WHAT TO DO. Please format all of the items below as a JSON list of strings, with one string for each line and no blank lines.

RECORDED DATA.
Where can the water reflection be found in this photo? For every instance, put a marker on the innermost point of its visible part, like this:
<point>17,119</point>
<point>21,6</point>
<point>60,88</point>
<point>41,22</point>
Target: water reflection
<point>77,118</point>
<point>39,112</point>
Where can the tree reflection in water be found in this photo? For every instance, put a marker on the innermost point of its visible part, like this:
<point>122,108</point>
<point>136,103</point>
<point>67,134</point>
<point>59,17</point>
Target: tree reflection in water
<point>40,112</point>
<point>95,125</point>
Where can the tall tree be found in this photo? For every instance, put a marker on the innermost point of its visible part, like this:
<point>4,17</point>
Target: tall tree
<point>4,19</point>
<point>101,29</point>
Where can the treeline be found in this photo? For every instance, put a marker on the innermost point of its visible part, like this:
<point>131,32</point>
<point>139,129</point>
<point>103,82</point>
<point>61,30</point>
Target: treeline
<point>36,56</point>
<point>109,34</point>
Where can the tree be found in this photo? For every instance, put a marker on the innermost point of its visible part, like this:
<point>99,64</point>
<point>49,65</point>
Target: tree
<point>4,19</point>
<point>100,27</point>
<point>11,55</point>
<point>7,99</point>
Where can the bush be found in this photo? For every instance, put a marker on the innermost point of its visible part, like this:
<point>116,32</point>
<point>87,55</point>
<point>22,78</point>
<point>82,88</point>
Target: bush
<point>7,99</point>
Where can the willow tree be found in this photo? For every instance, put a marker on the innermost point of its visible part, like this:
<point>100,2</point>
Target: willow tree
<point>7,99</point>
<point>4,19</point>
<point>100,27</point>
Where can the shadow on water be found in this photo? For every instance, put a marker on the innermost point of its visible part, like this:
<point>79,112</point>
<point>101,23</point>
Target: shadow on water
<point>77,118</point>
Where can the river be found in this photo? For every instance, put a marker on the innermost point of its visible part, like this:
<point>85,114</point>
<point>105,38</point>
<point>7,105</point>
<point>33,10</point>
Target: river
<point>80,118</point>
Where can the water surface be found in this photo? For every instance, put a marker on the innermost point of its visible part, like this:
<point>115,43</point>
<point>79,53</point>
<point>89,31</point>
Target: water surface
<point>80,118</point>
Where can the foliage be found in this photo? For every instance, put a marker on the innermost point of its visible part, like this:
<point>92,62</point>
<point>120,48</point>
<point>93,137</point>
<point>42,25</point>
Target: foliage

ANSWER IN FULL.
[
  "Where can the water reflection be found in this photo? For every instance, put a marker on the innermost point of its visible part, like this:",
  "<point>17,119</point>",
  "<point>21,6</point>",
  "<point>60,88</point>",
  "<point>41,22</point>",
  "Target: water reflection",
  "<point>77,118</point>",
  "<point>39,112</point>",
  "Where can the tree reflection in water be found in this photo? For every instance, put a marker on the innermost point of its visible part, like this:",
  "<point>122,108</point>",
  "<point>136,103</point>",
  "<point>67,134</point>",
  "<point>59,17</point>",
  "Target: tree reflection in water",
  "<point>40,112</point>",
  "<point>95,125</point>",
  "Where can the tall tree be found in this photo? For every instance, put a marker on the innermost point of its visible part, like this:",
  "<point>4,17</point>",
  "Target: tall tree",
  "<point>4,19</point>",
  "<point>101,29</point>",
  "Where can the treeline be found in this photo? For every instance, put a marker on the innermost point of its visible part, like this:",
  "<point>131,32</point>",
  "<point>139,129</point>",
  "<point>103,82</point>",
  "<point>61,30</point>",
  "Target: treeline",
  "<point>36,56</point>",
  "<point>109,34</point>",
  "Where can the tree be found in this photo? For every instance, put a marker on the innermost point of its visible part, like this:",
  "<point>99,64</point>",
  "<point>49,65</point>",
  "Target: tree",
  "<point>4,19</point>",
  "<point>100,27</point>",
  "<point>11,55</point>",
  "<point>7,99</point>",
  "Where can the bush be found in this photo? For every instance, put a marker on the innermost point of its visible part, like this:",
  "<point>116,32</point>",
  "<point>87,55</point>",
  "<point>22,78</point>",
  "<point>82,88</point>",
  "Target: bush",
  "<point>7,99</point>",
  "Where can the willow tree be found in this photo? For every instance, put a marker on the innermost point of its visible part, like this:",
  "<point>100,2</point>",
  "Target: willow tree",
  "<point>7,99</point>",
  "<point>4,19</point>",
  "<point>100,27</point>",
  "Where can the shadow on water be found in this photo? For every instance, put a marker on the innermost point of its visible part, like this:",
  "<point>79,112</point>",
  "<point>101,23</point>",
  "Target: shadow on water",
  "<point>77,118</point>",
  "Where can the river be found in this photo? For every instance, put a marker on the innermost point of its visible part, like this:",
  "<point>85,114</point>",
  "<point>105,38</point>",
  "<point>7,105</point>",
  "<point>33,10</point>",
  "Target: river",
  "<point>80,118</point>",
  "Where can the water surface be found in this photo? For every instance, put a marker on the innermost point of its visible part, like this:",
  "<point>115,43</point>",
  "<point>79,53</point>",
  "<point>89,31</point>",
  "Target: water surface",
  "<point>80,118</point>",
  "Where can the foliage be found in this photo? For every instance, put a marker on the innermost point of its visible part, like this:",
  "<point>92,62</point>",
  "<point>120,48</point>",
  "<point>93,137</point>",
  "<point>42,25</point>",
  "Target: foliage"
]